**WHAT YOU SHOULD DO**
From the first line to the last, set down the data exactly as given.

Start of INPUT DATA

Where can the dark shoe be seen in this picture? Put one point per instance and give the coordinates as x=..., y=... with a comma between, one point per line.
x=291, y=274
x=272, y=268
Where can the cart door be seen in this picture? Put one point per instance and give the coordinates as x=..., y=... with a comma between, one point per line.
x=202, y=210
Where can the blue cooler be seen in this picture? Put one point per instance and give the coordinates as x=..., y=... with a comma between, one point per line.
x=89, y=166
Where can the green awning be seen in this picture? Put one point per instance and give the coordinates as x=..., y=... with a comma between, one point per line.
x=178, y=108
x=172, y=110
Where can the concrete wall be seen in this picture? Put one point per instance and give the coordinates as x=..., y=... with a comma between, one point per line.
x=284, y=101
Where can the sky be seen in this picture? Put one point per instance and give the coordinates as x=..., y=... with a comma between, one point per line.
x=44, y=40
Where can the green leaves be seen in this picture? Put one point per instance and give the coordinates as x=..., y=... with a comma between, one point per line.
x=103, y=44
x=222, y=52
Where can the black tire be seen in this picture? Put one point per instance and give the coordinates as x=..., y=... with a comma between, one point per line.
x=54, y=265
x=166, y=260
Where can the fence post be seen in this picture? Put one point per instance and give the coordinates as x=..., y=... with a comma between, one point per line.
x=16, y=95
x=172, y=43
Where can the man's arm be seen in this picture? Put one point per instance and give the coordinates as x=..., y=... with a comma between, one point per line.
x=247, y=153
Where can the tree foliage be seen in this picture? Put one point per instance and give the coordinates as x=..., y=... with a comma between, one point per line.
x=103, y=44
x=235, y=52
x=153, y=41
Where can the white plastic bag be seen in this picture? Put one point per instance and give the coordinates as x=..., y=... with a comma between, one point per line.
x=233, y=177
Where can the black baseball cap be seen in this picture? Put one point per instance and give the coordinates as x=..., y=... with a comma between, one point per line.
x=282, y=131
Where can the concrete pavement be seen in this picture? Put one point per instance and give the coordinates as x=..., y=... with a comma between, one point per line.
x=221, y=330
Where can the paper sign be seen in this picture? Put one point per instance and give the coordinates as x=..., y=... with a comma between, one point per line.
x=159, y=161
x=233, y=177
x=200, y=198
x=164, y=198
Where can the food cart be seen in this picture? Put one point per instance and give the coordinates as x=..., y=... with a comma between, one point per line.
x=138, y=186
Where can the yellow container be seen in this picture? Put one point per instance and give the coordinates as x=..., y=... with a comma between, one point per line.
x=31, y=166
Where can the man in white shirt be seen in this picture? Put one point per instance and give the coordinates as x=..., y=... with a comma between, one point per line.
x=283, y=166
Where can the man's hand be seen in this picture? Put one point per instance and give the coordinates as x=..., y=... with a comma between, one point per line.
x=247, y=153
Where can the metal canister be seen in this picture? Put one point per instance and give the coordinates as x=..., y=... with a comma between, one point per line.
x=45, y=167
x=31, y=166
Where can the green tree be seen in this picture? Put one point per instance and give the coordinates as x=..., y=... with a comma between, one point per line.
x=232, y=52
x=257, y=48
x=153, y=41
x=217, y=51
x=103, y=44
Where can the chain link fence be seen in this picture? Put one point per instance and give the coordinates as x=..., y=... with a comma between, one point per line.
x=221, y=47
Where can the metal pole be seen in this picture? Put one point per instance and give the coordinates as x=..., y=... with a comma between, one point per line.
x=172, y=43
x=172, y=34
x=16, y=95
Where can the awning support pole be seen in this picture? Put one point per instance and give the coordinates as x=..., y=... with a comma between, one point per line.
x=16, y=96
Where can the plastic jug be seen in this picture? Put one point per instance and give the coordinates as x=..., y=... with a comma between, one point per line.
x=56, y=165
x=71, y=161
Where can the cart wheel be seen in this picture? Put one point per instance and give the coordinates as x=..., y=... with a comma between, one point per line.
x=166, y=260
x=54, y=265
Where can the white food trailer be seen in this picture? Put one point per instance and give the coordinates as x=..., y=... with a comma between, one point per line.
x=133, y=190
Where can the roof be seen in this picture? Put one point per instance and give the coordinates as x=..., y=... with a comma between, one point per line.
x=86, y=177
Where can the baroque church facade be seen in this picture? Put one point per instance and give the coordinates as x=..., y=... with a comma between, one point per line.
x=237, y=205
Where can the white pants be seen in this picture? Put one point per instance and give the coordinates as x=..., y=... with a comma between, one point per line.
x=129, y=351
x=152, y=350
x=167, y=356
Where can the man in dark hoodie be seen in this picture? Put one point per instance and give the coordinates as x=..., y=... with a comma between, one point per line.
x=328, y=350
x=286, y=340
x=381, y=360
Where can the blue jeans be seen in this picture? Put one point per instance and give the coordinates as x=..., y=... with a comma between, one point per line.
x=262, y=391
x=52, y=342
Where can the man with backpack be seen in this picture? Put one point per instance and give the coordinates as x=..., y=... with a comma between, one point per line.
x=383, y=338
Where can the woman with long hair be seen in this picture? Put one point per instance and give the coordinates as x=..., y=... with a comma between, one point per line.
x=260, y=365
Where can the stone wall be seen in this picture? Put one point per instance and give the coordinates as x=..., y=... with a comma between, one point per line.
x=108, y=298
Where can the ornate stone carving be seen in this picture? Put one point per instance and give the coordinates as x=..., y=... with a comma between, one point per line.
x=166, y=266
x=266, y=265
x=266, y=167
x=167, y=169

End of INPUT DATA

**EXERCISE SOLUTION**
Where can the dark shoe be seen in this picture? Put one point per instance and give the coordinates as x=..., y=... with a comma between, one point per line.
x=291, y=274
x=272, y=268
Where can the cart door be seen in this picture? Put one point per instance and give the coordinates as x=..., y=... with a comma between, one point per line.
x=202, y=210
Where can the blue cooler be seen in this picture? Put one point per instance and give the coordinates as x=..., y=... with a comma between, one point per line.
x=89, y=166
Where can the green awning be seen in this picture? Put one point per instance and give the coordinates as x=..., y=... with a comma between, one point per line.
x=178, y=108
x=172, y=110
Where can the concrete wall be seen in this picture? Put one point per instance and give the coordinates as x=..., y=... with a comma between, one point per line.
x=284, y=101
Where can the sky be seen in this picture? Put one point per instance and give the coordinates as x=..., y=... with a comma between, one point per line.
x=44, y=40
Where can the green leaves be seen in this picture? Put one point per instance and give the coordinates as x=..., y=... with a comma between, one point per line.
x=103, y=44
x=222, y=52
Where can the black tire be seen in this picture? Put one point per instance and give the coordinates as x=..., y=... with a comma between, one point per line.
x=54, y=265
x=166, y=260
Where can the fence post be seen in this picture? Put one point per instance and give the coordinates as x=..., y=... with a comma between, one point per line.
x=16, y=95
x=172, y=43
Where can the man's arm be seen in this picture? Put one point per instance and give the coordinates as x=..., y=... with a comma between, one point per line.
x=247, y=153
Where can the tree foliage be seen in this picture? Put one point per instance and give the coordinates as x=..., y=... with a comma between, one point per line.
x=103, y=44
x=235, y=52
x=153, y=41
Where can the white plastic bag be seen in this picture? Put one point per instance and give the coordinates as x=..., y=... with a comma between, one point per line.
x=233, y=177
Where can the black baseball cap be seen in this picture? Put one point per instance and give the coordinates as x=..., y=... with a comma between, one point per line.
x=282, y=131
Where can the concrete pavement be seen in this picture? Put one point per instance and give the coordinates as x=..., y=... with a comma between, one point per line.
x=221, y=330
Where can the paper sign be seen in this picture? Put one point per instance and give the coordinates as x=..., y=... with a comma between, one point per line.
x=159, y=161
x=233, y=177
x=200, y=198
x=164, y=198
Where can the food cart be seen in this picture? Put one point per instance and give the coordinates as x=..., y=... with a comma between, one point per line.
x=138, y=186
Where can the yellow container be seen in this picture? Put one point per instance and give the coordinates as x=..., y=... with a comma between, one point per line.
x=31, y=166
Where can the man in white shirt be seen in this picture? Put one point per instance and give the coordinates as x=..., y=... with a comma between, one point per line.
x=283, y=166
Where can the man's hand be seen in this picture? Put one point per instance and give the coordinates as x=..., y=... with a comma between, one point per line.
x=247, y=153
Where can the metal canister be seen in this picture? Put one point per instance and give the coordinates as x=..., y=... with a comma between, one point per line.
x=45, y=167
x=31, y=166
Where can the green tree be seen in this picture? Put one point per instance and give the coordinates as x=..., y=... with a comma between, one point per line.
x=232, y=52
x=257, y=48
x=153, y=41
x=217, y=51
x=103, y=44
Where can the chain link fence be seen in this picture? Put one point per instance and give the coordinates as x=..., y=... with a comma between, one point per line.
x=221, y=47
Where can the metal pole be seen in this picture? Put one point per instance and give the coordinates as x=..., y=... with a comma between, one point per line.
x=172, y=43
x=172, y=34
x=16, y=95
Where can the awning support pole be seen in this picture? Put one point per instance and give the coordinates as x=..., y=... with a comma between, one point per line.
x=16, y=96
Where can the plastic jug be seen in this picture? Put one point per instance and give the coordinates as x=..., y=... with a comma between, one point per line.
x=56, y=165
x=71, y=161
Where can the cart wheel be seen in this picture? Put one point per instance and give the coordinates as x=..., y=... with a comma between, one point per line.
x=166, y=260
x=54, y=265
Where can the white food trailer be seen in this picture? Put one point per instance and give the coordinates as x=..., y=... with a comma between, one point per line.
x=133, y=190
Where can the roof be seen in this picture? Put one point per instance and give the coordinates as x=..., y=... with a comma between, one point per line.
x=86, y=177
Where can the baroque church facade be seen in this picture? Put one point per instance and give the coordinates as x=..., y=... with a comma between, one point per line.
x=237, y=205
Where can the white pants be seen in this picture? Put one point per instance and give the coordinates as x=..., y=... with a comma between, one point per line.
x=129, y=351
x=152, y=350
x=167, y=356
Where can the man in dark hoodie be seen in this picture? Put one point per instance and give the coordinates as x=..., y=... with a comma between, one point per line.
x=328, y=350
x=286, y=340
x=381, y=360
Where can the blue jeans be seen in this picture? Put one point per instance and give the coordinates as x=..., y=... with a comma between, one point per line.
x=262, y=391
x=52, y=342
Where can the man with backpack be seen in this picture? Put one point per instance and give the coordinates as x=..., y=... with a comma between, one point per line.
x=383, y=338
Where can the woman with long hair be seen in this picture? Put one point per instance and give the coordinates as x=..., y=... with a comma between, one point per line.
x=260, y=365
Where can the stone wall be seen in this picture? Put one point per instance and give the coordinates as x=..., y=... with a comma between, one point per line.
x=108, y=298
Where can the ornate stone carving be seen in this picture? Put one point per instance and give the coordinates as x=..., y=... with a comma between, one point per line.
x=166, y=266
x=266, y=265
x=266, y=167
x=167, y=169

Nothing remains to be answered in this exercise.